SOURCE EXTRACT:
↓↓↓
VIDEO - Benj Gallander: These Industries Have Potential in 2018

Resource Investing News
Resource Investing

Contrarian investor Benj Gallander of Contra the Heard Investment Letter also shares his investing criteria and stocks he likes.

Where should investors put their money in 2018? At this year’s PDAC convention, contrarian investor Benj Gallander shared his thoughts.

Oil and gas has come back to a certain degree, but I still think there’s a lot of opportunity there,” he said, adding, “the shipping industry … they’re really beaten up.”

Gallander, who is president of Contra the Heard Investment Letter, also pointed to drilling as a sector with potential. “Those companies are [also] really beaten up. I own Cathedral Energy Services (TSX:CET) in that one,” he said.

While he said he’s reasonably positive about the resource space moving forward, Gallander also cautioned that the cannabis and cryptocurrency industries are diverting funds away from the sector.

He also encouraged investors to consider paying down their debt before pursuing other endeavours. “I think one of the best ways to get a sure return is to pay off your debt, or pay down your debt,” he said.

Watch the video above for more insight from Gallander, including what stocks he likes right now. You can also read the transcript below or click here to view our full PDAC playlist.

INN: We’re here at PDAC, and it’s day three of the conference. How are you feeling? How does the mood feel to you so far?

BG: I’ve been coming here for at least 25 years, and I’ve been here through the good times and the bad. When I first started coming Bre-X was doing really well, and that turned into a complete fraud; after that, all of a sudden the people stayed away.

This place tends to flow, of course, with the commodity prices, so being a contrarian buying when stocks are out of favor, I like it when there’s not a lot of people here because that means there’s more things for me to buy. Right now, I’d say things are going pretty well, there’s quite a few people. It’s not bursting at the seams, but the mood right now is fairly positive overall.

INN: How do you feel about the resource space in 2018? Will we see continued positivity throughout the year?

BG: That’s a good question. I’m not — I don’t usually go into short term, where things are going. When you’ve got certain commodities at record prices like cobalt and lithium and palladium, that’s often a sign that things can continue to go up to some degree, but there may be a bubble that’s getting ready to burst. So in terms of time you have, it’s always very, very difficult.

You know, gold hasn’t been doing much for quite awhile now, silver hasn’t been particularly exciting. Not all the commodities are doing great, plus at this point you have more of a challenge with things like cryptocurrencies and marijuana stocks. A lot of times people move into the mining space because they’re looking to have a tremendous return; now a lot of them are looking to cryptocurrencies and marijuana, which means there’s less money to go into the mining space. I’m reasonably positive about it now, but at the same time it’s difficult for me to find bargains in the way that we look.

INN: US and Canadian budgets and their impact on the market right now — can you speak a little bit about that for us?

BG: Absolutely. I think the States have made a huge mistake because effectively they’re cutting the taxes for the rich. If you want an economy to do well, you want to cut the taxes or give more money into the hands of people at the bottom, because they’re the people who are going to buy the washers, the dryers, the televisions, the cars, etc. because they don’t have it.
↑↑↑
WHAT THE TASK ASKS: From the Benj Gallander interview, copy the stretch from "VIDEO - Benj" through "shared his thoughts.". The lines aren't needed for anything here.

SUPPLIED DATA:
↓↓↓
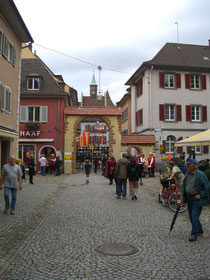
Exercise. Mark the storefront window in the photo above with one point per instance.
(24, 153)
↑↑↑
ANSWER IN FULL:
VIDEO - Benj Gallander: These Industries Have Potential in 2018

Resource Investing News
Resource Investing

Contrarian investor Benj Gallander of Contra the Heard Investment Letter also shares his investing criteria and stocks he likes.

Where should investors put their money in 2018? At this year’s PDAC convention, contrarian investor Benj Gallander shared his thoughts.